» **Directions**
Substitute "ski suit" for "snowsuit" in the records from the start up to and including the line with "x=705, y=420". Reproduce those lines with nothing else altered.

(Data entries)
::::

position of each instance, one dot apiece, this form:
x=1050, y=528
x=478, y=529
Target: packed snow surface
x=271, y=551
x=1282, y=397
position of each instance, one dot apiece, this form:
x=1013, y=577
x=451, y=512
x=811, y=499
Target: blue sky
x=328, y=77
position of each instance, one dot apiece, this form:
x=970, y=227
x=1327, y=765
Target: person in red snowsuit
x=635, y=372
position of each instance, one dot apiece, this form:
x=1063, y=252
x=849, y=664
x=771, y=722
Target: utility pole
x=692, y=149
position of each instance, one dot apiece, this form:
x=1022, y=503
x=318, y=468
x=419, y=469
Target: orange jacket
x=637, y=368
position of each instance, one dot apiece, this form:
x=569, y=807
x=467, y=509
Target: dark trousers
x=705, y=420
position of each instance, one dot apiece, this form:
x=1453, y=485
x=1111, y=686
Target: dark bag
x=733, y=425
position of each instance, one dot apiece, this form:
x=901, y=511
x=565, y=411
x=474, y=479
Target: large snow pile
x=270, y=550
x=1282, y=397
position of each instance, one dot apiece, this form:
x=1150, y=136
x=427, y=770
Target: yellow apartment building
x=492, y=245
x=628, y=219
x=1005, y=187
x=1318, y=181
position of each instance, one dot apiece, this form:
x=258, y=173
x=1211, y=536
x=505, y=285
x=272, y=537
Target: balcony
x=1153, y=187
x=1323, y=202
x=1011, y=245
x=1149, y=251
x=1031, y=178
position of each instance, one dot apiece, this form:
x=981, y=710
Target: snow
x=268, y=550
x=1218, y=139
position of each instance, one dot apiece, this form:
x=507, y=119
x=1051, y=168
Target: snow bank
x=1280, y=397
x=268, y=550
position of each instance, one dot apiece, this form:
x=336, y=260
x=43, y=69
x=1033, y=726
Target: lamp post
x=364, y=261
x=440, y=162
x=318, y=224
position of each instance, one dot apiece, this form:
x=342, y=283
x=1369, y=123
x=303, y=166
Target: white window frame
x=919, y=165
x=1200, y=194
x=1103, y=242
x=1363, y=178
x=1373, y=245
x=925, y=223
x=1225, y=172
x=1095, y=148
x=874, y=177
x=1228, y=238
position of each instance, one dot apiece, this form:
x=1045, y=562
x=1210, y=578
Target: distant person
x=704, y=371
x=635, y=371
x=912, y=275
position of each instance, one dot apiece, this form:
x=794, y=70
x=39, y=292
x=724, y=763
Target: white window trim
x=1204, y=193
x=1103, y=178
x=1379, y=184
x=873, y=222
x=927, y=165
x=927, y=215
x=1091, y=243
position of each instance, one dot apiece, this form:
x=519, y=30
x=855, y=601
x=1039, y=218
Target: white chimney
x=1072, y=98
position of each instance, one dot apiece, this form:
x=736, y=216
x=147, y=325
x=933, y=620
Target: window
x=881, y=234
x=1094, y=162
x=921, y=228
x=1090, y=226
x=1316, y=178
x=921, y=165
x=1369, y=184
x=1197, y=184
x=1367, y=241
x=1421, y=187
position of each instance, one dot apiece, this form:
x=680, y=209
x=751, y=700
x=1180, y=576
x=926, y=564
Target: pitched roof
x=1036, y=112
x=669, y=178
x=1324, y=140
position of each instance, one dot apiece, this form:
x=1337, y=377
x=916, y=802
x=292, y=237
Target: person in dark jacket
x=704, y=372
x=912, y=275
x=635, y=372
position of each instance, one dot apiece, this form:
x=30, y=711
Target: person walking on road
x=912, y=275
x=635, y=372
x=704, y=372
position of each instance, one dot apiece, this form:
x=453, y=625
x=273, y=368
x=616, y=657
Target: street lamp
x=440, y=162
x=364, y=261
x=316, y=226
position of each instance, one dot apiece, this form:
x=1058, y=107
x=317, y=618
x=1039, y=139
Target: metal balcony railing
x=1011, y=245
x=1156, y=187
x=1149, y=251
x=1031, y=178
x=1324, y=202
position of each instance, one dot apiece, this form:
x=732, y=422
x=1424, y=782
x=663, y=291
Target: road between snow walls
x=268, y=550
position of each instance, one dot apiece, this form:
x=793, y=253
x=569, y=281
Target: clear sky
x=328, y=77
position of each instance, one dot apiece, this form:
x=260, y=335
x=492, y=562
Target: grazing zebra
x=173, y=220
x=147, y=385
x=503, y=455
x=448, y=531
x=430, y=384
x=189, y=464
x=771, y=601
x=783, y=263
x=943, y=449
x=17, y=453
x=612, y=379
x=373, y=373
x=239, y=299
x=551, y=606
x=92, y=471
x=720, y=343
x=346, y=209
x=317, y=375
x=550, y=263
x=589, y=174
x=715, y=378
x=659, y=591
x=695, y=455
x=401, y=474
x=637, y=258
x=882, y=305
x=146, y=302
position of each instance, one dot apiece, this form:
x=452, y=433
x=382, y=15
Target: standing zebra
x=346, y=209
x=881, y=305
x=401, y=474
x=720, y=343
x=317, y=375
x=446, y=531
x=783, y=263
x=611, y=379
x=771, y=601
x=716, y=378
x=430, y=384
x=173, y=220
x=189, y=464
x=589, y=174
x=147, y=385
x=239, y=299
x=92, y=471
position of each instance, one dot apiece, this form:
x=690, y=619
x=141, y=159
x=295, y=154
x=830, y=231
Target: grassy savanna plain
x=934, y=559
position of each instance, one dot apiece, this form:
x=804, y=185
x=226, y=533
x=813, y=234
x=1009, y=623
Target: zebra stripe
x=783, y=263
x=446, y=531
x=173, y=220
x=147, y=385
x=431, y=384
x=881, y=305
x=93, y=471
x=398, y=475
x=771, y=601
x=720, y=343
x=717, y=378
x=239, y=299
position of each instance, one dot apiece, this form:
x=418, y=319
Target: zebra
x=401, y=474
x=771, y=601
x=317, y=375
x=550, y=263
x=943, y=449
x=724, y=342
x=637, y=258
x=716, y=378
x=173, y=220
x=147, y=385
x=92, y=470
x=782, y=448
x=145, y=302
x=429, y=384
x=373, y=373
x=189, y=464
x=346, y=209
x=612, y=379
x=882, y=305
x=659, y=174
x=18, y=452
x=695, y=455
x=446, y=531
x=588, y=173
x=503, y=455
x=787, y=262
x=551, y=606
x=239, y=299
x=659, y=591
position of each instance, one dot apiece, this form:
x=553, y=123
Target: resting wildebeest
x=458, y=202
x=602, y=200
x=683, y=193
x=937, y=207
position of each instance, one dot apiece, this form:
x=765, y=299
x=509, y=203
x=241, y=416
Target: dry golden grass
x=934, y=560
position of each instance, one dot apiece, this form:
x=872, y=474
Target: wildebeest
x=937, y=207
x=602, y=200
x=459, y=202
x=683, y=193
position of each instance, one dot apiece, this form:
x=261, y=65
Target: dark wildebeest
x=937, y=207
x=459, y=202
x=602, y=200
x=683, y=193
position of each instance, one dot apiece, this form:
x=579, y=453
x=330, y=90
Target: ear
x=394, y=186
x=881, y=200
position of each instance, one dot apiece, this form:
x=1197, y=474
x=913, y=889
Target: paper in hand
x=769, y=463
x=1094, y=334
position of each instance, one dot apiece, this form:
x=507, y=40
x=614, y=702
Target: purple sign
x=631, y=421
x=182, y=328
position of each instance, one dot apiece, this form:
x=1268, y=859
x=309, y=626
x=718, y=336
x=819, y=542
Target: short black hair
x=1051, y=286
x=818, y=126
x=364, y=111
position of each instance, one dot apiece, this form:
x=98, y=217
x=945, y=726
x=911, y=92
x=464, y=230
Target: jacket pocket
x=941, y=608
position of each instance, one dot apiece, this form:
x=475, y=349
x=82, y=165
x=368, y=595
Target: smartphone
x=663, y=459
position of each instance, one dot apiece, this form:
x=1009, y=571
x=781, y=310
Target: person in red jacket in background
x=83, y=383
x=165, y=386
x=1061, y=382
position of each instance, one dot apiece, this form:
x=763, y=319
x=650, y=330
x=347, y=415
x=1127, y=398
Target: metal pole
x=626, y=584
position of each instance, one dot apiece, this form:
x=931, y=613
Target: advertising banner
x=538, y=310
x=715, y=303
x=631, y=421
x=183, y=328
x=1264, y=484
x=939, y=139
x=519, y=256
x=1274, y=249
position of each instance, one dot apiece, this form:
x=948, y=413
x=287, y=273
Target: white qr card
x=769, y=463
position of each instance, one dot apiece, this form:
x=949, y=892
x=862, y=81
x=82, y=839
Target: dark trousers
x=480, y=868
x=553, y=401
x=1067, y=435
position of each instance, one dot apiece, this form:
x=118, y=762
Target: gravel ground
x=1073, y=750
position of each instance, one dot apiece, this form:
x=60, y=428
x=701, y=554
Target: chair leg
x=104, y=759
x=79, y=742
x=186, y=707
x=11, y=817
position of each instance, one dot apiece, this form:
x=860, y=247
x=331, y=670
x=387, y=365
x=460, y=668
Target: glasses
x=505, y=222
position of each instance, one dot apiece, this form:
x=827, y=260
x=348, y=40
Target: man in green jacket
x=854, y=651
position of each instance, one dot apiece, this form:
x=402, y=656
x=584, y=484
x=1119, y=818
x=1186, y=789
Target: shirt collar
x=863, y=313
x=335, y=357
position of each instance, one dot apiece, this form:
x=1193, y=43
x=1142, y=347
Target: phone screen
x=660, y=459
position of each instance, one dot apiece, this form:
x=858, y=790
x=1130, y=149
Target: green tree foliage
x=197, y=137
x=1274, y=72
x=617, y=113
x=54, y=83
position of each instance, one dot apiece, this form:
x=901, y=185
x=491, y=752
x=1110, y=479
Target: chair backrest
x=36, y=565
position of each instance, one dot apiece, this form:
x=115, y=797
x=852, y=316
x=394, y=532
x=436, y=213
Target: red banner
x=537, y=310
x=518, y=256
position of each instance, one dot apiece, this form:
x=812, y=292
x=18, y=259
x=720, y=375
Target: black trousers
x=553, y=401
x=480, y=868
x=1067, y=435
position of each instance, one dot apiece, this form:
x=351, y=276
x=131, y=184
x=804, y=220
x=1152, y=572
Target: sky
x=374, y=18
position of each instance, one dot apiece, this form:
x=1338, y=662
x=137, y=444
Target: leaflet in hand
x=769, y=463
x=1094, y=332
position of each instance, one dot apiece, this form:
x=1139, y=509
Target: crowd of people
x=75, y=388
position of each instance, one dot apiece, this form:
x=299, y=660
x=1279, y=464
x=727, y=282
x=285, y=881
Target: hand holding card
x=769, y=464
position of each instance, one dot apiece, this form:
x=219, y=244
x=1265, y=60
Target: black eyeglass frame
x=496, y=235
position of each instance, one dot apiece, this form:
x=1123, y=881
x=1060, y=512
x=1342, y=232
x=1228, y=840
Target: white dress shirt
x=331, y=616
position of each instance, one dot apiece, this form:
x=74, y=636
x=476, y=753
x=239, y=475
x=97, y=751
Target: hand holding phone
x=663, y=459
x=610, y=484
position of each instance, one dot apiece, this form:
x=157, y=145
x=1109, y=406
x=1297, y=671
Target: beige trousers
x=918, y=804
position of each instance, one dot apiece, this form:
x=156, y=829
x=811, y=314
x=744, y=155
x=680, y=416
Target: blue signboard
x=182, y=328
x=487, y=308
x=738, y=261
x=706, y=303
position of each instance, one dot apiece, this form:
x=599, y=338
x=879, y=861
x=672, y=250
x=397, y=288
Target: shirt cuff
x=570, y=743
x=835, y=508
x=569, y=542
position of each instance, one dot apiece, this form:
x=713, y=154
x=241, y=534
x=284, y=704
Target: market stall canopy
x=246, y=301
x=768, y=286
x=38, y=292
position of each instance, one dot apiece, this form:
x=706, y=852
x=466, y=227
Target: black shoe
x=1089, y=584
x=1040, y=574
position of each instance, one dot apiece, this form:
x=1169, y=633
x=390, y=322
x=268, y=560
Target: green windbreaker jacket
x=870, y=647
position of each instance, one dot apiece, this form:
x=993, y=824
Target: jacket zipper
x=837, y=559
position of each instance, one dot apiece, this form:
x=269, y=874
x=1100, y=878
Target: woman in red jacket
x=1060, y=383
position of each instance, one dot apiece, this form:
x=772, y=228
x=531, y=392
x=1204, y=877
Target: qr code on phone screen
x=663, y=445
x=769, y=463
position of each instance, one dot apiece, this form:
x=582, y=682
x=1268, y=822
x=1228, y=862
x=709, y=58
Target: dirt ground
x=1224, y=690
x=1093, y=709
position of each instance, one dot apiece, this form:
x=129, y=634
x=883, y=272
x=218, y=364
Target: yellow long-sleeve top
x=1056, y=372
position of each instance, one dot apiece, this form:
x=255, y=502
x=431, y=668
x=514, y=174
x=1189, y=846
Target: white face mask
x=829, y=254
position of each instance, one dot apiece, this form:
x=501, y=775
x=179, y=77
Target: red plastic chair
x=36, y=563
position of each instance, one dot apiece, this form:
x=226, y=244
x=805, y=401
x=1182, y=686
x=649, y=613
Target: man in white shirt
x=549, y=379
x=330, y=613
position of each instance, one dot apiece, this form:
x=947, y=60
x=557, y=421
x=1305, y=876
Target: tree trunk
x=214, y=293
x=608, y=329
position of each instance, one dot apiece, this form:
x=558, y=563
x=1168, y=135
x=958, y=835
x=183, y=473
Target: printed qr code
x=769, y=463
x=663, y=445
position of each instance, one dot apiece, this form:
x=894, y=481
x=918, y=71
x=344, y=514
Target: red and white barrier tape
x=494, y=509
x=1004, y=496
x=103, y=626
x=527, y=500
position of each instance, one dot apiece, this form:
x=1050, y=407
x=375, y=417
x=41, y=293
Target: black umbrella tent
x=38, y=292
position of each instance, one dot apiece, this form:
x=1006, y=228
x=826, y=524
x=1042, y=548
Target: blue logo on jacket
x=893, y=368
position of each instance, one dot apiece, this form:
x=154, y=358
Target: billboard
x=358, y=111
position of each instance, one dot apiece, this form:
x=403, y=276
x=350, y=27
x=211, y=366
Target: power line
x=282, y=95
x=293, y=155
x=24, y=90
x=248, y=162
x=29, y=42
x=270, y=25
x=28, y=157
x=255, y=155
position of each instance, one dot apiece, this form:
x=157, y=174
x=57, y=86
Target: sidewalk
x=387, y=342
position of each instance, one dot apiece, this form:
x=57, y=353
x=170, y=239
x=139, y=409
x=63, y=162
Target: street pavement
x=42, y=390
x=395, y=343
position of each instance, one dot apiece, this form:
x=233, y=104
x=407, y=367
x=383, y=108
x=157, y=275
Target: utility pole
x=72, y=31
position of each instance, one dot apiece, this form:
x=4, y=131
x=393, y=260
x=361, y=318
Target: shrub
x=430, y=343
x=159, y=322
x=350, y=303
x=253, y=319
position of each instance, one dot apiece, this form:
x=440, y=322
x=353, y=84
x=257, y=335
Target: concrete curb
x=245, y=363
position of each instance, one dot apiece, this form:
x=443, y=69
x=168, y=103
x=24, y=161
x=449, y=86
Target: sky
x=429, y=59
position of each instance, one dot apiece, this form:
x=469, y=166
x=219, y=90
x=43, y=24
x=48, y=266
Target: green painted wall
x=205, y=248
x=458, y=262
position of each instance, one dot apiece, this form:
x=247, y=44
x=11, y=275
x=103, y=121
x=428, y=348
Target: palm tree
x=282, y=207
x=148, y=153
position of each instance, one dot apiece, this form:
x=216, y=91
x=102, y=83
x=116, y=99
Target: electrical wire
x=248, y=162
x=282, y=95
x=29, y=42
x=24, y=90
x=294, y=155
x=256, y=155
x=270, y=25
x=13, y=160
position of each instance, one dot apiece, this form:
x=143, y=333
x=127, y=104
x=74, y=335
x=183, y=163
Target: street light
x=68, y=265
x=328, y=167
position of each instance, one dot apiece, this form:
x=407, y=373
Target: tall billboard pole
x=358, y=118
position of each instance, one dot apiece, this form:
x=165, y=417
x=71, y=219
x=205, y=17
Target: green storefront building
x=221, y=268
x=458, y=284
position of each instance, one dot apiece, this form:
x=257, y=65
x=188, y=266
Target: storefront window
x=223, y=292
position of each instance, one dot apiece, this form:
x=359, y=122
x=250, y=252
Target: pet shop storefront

::::

» **The output**
position of each instance, one dot apiece, this form:
x=1050, y=528
x=478, y=529
Target: packed snow surface
x=271, y=551
x=1282, y=397
position of each instance, one dot apiece, this form:
x=1013, y=577
x=451, y=512
x=811, y=499
Target: blue sky
x=328, y=77
position of each instance, one dot apiece, this form:
x=970, y=227
x=1327, y=765
Target: person in red ski suit
x=635, y=372
position of each instance, one dot apiece, this form:
x=1063, y=252
x=849, y=664
x=771, y=722
Target: utility pole
x=692, y=149
position of each instance, one dot apiece, this form:
x=1022, y=503
x=318, y=468
x=419, y=469
Target: orange jacket
x=637, y=368
position of each instance, one dot apiece, this form:
x=569, y=807
x=467, y=509
Target: dark trousers
x=705, y=420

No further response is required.